• WHAT THE TASK ASKS: Only lines with the string "facade" should be returned from the data below.

• STUDY MATERIAL:

════

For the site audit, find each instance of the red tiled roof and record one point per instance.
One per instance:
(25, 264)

════

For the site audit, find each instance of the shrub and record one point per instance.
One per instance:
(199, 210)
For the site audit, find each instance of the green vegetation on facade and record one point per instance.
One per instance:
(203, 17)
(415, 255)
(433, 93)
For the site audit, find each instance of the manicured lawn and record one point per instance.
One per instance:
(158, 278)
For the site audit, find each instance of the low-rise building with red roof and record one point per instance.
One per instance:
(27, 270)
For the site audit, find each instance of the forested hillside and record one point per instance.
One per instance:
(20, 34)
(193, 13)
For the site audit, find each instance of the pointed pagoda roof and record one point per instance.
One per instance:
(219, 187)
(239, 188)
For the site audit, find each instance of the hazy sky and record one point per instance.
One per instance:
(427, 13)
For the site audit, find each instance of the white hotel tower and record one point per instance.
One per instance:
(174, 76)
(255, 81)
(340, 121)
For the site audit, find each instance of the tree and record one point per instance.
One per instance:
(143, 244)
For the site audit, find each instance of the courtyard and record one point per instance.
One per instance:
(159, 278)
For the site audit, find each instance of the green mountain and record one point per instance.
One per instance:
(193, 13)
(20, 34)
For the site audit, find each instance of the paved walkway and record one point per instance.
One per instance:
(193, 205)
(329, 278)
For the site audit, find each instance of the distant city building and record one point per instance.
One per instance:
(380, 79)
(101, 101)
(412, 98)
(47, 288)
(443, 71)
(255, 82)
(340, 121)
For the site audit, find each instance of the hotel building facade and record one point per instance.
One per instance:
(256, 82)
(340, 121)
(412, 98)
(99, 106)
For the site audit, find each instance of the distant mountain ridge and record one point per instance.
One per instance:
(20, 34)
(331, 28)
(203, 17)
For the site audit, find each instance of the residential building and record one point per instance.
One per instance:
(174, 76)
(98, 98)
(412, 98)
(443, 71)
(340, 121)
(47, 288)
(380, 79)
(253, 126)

════

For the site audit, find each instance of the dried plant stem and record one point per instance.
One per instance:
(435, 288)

════

• WRITTEN ANSWER:
For the site audit, find each instance of the green vegetation on facade and record one point per instance.
For the site audit, find each instance of the hotel building facade and record one point per instance.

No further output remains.